__EXCERPTED TEXT__.
┏━━

The Abbas audience was a papal faux pas for several reasons.
First, the Pope should not have blessed the audience with overt political significance by accepting from Abbas the gift of a mosaic of the Church of the Holy Sepulchre in Jerusalem bearing the inscription that it was presented to him by "the President of the State of Palestine" - a farcical nomenclature that had only been sanctioned that very day by the Chief of Protocol at the UN - Yeocheol Yoon.
Second, the Pope was clearly violating clause 11(2) of the 1993 Fundamental Agreement between The Holy See and The State Of Israel which provides:
The Holy See, while maintaining in every case the right to exercise its moral and spiritual teaching-office, deems it opportune to recall that owing to its own character, it is solemnly committed to remaining a stranger to all merely temporal conflicts, which principle applies specifically to disputed territories and unsettled borders.

┗━━

__GIVEN ENTRIES__.
┏━━

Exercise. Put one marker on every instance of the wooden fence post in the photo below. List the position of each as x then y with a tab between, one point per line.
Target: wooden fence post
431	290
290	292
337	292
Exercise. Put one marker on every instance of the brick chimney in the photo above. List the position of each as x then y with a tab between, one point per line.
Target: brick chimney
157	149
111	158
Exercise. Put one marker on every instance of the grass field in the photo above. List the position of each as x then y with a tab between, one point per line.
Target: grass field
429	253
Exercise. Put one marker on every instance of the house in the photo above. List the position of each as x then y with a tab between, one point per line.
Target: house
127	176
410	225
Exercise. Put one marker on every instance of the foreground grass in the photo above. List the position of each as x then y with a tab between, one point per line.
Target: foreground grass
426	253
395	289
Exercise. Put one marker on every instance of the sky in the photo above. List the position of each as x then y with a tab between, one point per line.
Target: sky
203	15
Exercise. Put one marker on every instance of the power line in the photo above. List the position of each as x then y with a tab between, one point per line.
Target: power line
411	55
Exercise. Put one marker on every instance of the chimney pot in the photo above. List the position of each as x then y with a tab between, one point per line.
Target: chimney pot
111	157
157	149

┗━━
┏━━

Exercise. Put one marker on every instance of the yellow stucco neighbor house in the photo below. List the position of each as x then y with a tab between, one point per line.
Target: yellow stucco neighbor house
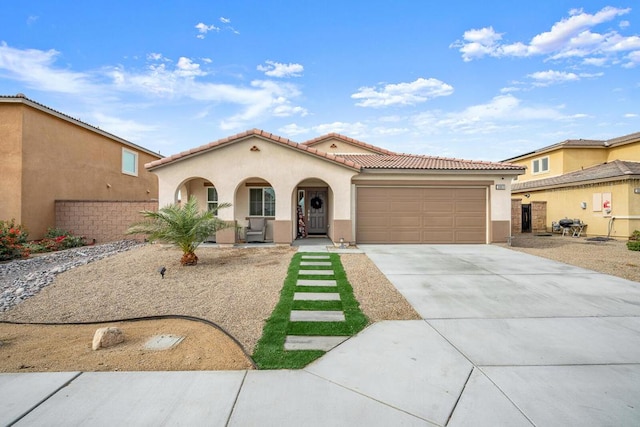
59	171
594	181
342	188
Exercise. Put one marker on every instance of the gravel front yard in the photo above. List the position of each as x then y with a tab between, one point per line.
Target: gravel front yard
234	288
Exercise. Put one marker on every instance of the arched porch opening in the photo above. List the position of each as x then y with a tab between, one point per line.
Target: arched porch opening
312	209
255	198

┗━━

__GOAL OF THE EXERCISE__.
Answer these about the text on the Abbas audience:
1. What gift did the Pope accept from Abbas?
2. Who sanctioned the title "the President of the State of Palestine" that same day?
3. Which clause of the 1993 Fundamental Agreement does the text say the Pope violated?

__COMPLETED EXERCISE__.
1. A mosaic of the Church of the Holy Sepulchre in Jerusalem
2. Yeocheol Yoon, the Chief of Protocol at the UN
3. Clause 11(2)